*** Extracted text ***
# How much do you pay for your oil change on the Diesel?



## Memphis (Jun 4, 2011)

My dealer is saying that it is going to be close to 200 an oil change....


----------



## Jim Frye (Mar 16, 2011)

Memphis said:


> My dealer is saying that it is going to be close to 200 an oil change....


And did this dealer itemize why it would cost $200 and is this a normal oil change or one with more items required?


----------



## money_man (Feb 25, 2014)

That would be insane


----------



## Merc6 (Jun 8, 2013)

What services are being preformed? $100 is what a 6.2L Mobil 1 oil change + 4 tire rotation cost on a 2010 Escalade.


----------



## NCHEVYHEVN (Aug 5, 2012)

Merc6 said:


> What services are being preformed? $100 is what a 6.2L Mobil 1 oil change + 4 tire rotation cost on a 2010 Escalade.


The dealer I used to work at only charged 59.95 for all of that lol


----------



## Merc6 (Jun 8, 2013)

NCHEVYHEVN said:


> The dealer I used to work at only charged 59.95 for all of that lol


Dealership is Cadillac and Bentley located across from the Porsche dealership. Newer ones have the free service for 4 years or 50K miles.


----------



## Snappa (Mar 31, 2013)

Currently at the dealer getting mine some. $9 plus some tax with $30 gift certificate sent in the mail.  normally $39.99


----------



## CHEVYCRUZE RS (Mar 29, 2011)

$200 !!???? what lol, that is ridiculous. I pay $60 for synthetic oil and that's normal around here for oil


----------



## boraz (Aug 29, 2013)

so many gassers in here


----------



## diesel (Jun 8, 2013)

It's funny how the word "Diesel" is in the title and the gassers still post here lol. Anyway, $200 is absurd. The dealers get paid a flat $75 from GM for the free service which includes, oil, filter, tire rotation and DEF. It would be reasonable to assume they would be willing to charge that price (or slightly more) for out of pocket cost. I do my own oil changes with a good Dexos2 oil and the oil alone costs me close to $50.


----------



## NCHEVYHEVN (Aug 5, 2012)

Merc6 said:


> Dealership is Cadillac and Bentley located across from the Porsche dealership. Newer ones have the free service for 4 years or 50K miles.


Yeah this was a Cadillac dealership. It was 59.95 for any synthetic oil change up to 6 quarts


----------



## NCHEVYHEVN (Aug 5, 2012)

diesel said:


> It's funny how the word "Diesel" is in the title and the gassers still post here lol. Anyway, $200 is absurd. The dealers get paid a flat $75 from GM for the free service which includes, oil, filter, tire rotation and DEF. It would be reasonable to assume they would be willing to charge that price (or slightly more) for out of pocket cost. I do my own oil changes with a good Dexos2 oil and the oil alone costs me close to $50.


Didn't know you had to only have a diesel to post in this forum.


----------



## boraz (Aug 29, 2013)

NCHEVYHEVN said:


> Didn't know you had to only have a diesel to post in this forum.


no one said you did

its a constant thing where gassers are trying to provide info in this section, which is the porpoise of the forum, but the info many times is of no value cuz its not applicable on the diesel cruze and creates confusion to the new owners and/or the casual poster

sometimes it can worse than of no value, ie someone with the diesel were to go buy the gasser oil or wheels and do damage to their car or take the loss on reselling the items

i doubt any of it is intentional, its still problematic though


----------



## Memphis (Jun 4, 2011)
*** Raw records ***
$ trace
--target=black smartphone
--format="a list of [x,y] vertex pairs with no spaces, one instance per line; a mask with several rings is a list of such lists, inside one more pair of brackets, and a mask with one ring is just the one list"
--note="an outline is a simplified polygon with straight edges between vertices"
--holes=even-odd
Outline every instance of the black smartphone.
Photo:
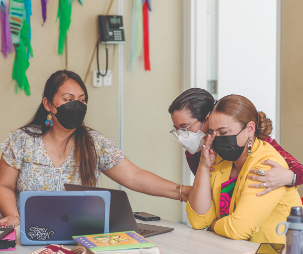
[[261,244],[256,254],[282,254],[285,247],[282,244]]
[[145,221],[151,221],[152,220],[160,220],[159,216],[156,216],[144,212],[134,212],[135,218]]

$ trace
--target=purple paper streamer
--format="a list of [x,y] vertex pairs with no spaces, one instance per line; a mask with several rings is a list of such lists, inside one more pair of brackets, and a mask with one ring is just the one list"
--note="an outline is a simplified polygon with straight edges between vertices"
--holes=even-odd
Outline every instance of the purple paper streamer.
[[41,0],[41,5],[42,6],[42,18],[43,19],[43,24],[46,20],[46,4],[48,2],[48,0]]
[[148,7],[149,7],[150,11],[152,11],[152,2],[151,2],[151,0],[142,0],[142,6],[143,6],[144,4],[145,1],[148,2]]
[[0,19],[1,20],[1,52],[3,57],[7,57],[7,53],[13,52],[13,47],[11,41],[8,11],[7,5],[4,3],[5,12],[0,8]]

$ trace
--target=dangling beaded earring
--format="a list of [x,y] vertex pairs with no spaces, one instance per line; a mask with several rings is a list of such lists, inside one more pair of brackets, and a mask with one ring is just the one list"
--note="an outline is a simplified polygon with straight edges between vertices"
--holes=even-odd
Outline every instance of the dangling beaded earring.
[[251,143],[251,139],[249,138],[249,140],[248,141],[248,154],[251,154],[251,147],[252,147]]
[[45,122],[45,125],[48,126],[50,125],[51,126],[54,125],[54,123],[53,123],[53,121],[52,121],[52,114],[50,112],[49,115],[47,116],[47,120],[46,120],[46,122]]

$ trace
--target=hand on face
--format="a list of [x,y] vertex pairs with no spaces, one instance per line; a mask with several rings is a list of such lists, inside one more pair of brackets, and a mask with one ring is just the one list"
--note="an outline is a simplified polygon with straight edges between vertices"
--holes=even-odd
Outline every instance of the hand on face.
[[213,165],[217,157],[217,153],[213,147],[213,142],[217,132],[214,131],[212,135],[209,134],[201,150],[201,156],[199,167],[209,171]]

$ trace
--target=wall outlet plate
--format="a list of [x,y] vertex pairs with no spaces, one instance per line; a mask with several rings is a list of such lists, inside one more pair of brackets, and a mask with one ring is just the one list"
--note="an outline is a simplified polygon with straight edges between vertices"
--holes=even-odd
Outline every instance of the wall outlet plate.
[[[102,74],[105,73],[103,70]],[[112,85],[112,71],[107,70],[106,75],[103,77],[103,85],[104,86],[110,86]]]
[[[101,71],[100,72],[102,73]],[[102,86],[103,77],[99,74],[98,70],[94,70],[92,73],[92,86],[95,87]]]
***
Work to do =
A. Pull out each line of the entries that contains the word "wall".
B. Write the next part of the forum thread about diesel oil change prices, picking up where it stops.

Outputs by task =
A.
--target=wall outlet plate
Outline every instance of the wall outlet plate.

B.
diesel said:


> It's funny how the word "Diesel" is in the title and the gassers still post here lol. Anyway, $200 is absurd. The dealers get paid a flat $75 from GM for the free service which includes, oil, filter, tire rotation and DEF. It would be reasonable to assume they would be willing to charge that price (or slightly more) for out of pocket cost. I do my own oil changes with a good Dexos2 oil and the oil alone costs me close to $50.



I'm talking about after the free ones. I'm the first one they have done. Apparently during the free oil changes they only provide a gallon of def for free.... Leaving me to pay for the others.

ill probably do my own after the free ones but just seeing if anybody else uses the dealer and what they pay.


----------



## diesel (Jun 8, 2013)

Memphis said:


> I'm talking about after the free ones. I'm the first one they have done. Apparently during the free oil changes they only provide a gallon of def for free.... Leaving me to pay for the others.
> 
> ill probably do my own after the free ones but just seeing if anybody else uses the dealer and what they pay.


Sorry if I wasn't 100% clear, but I meant you should expect to pay $75-100 max at the dealer, after the free ones. Maybe $20-25 less if you leave out the DEF and/or tire rotations. 



NCHEVYHEVN said:


> Didn't know you had to only have a diesel to post in this forum.


The title of the post is "How much do you pay for your oil change on the Diesel?"


----------



## DJSW (Apr 8, 2014)

Mine are free! But I got the free oil changes for life from my dealership...And that is only if I got to them for all services...Which I will do anyway to get the max amount of life from this car.


----------



## 2013Cruze (Aug 4, 2012)

I don't have a diesel but.

I'll just say it like this I don't even a Corvette oil change would cost that much.


----------



## Aussie (Sep 16, 2012)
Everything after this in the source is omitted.